■ **Exercise prompt**: Please say which university, according to the fleet management passage, worked with Arval on its total cost of operations model.

■ **Passage provided**:
— BEGIN —
As a result, companies running fleets of cars are urged to
review their policies regarding car provision and the total cost of
ownership (TCO) to ensure they achieve best value for money for the
organisation and its shareholders.

No longer a straightforward affair

There was a time, not long ago, when fleet management was a
relatively straightforward affair that was carried out by whoever
in an organisation had the spare time.

Realistically now, fleet management, with its associated
operational, fiscal, environmental, corporate social
responsibility, financial and human resources issues is one of the
most complex parts of overall company management – even though it
is rarely regarded as a core competence.

JATO Dynamics is a company that has developed a TCO web-based
system for lessors and fleet managers. Matthew Saunders, fleet and
leasing manager at JATO explains to Motor Finance that the
complexity of running a fleet should not be underestimated. “It is
virtually impossible,” he says, “for one person to be expert in
optimising residual value, understanding the factors which
influence servicing maintenance and repair and keeping on top of
all the current technological and legislative changes affecting
company cars at present.”

In addition, fleet lessor Arval has worked with the University
of Buckingham to develop what it describes as “the first true cost
of operations model” in the market. Jon Mackney, consultant with
Arval tells Motor Finance that in the past fleet calculations have
suffered from the absence of real costs, whereas the total cost of
operations tool places the full spectrum in scope, including
vehicle selection, capital costs, residual values,
operating/maintenance costs, tyre costs, fuel costs, CO2 footprint
and accidents and road safety.

Benchmarking the fleet

Mackney says: “Initially, individual fleets are identified and
compared to a benchmark. Target costs are then set for the fleet
and a plan agreed as to how to move from current to target costs.
— END —
■ **Dataset records**:
— BEGIN —
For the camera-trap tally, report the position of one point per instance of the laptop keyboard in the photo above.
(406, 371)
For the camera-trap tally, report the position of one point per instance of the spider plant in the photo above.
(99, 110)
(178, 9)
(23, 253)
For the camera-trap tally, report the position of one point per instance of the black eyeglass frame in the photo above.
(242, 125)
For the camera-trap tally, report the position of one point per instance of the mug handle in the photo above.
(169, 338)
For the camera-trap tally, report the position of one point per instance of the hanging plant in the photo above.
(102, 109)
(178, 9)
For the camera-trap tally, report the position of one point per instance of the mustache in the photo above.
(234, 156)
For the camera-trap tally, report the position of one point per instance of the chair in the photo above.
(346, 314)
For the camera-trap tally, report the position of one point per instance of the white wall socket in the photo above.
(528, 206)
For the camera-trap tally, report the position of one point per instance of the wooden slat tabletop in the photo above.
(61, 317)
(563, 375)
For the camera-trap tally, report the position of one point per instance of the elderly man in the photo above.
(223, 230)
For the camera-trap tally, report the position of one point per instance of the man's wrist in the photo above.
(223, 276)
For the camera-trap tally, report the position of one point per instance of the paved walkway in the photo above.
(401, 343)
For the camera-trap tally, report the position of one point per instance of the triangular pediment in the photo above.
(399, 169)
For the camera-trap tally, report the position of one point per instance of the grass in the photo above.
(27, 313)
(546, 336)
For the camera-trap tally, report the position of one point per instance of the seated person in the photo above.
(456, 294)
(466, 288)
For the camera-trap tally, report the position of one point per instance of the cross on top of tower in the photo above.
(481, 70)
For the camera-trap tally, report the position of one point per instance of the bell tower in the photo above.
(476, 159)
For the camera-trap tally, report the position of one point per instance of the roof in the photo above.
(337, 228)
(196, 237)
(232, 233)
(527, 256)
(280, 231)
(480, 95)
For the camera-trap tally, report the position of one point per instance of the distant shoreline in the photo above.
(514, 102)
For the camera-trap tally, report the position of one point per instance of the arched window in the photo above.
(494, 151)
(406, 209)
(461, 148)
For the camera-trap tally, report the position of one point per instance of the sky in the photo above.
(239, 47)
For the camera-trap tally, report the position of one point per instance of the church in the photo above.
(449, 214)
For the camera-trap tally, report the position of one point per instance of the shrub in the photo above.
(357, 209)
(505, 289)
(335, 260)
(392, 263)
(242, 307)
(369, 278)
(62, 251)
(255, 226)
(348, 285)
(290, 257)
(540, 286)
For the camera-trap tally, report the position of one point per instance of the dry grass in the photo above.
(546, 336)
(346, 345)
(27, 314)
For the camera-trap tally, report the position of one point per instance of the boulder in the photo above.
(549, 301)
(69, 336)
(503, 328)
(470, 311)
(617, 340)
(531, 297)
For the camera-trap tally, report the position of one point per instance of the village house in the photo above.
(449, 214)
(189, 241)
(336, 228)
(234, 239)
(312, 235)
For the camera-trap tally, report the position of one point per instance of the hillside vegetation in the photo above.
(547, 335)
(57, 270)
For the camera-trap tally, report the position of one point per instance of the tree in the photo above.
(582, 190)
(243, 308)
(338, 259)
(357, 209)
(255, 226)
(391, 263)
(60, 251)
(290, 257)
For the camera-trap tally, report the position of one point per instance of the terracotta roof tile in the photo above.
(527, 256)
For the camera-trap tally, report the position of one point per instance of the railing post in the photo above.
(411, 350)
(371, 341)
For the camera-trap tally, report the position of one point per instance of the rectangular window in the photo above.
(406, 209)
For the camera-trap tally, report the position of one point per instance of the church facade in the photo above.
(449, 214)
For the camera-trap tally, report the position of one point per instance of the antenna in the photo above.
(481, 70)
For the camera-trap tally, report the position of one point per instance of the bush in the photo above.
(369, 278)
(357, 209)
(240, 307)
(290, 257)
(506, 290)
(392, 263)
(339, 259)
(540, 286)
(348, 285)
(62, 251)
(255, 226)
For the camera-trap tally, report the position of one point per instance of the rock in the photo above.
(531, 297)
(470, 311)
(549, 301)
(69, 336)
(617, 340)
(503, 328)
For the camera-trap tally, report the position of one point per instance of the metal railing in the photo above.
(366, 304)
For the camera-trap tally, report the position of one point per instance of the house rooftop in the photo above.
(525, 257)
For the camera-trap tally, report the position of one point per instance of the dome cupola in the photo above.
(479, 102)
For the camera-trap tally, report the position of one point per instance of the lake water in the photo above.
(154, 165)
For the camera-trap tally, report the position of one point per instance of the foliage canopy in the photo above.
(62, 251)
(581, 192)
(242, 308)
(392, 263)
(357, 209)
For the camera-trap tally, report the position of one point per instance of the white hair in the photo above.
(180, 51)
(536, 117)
— END —
■ **Answer for this exercise**: The University of Buckingham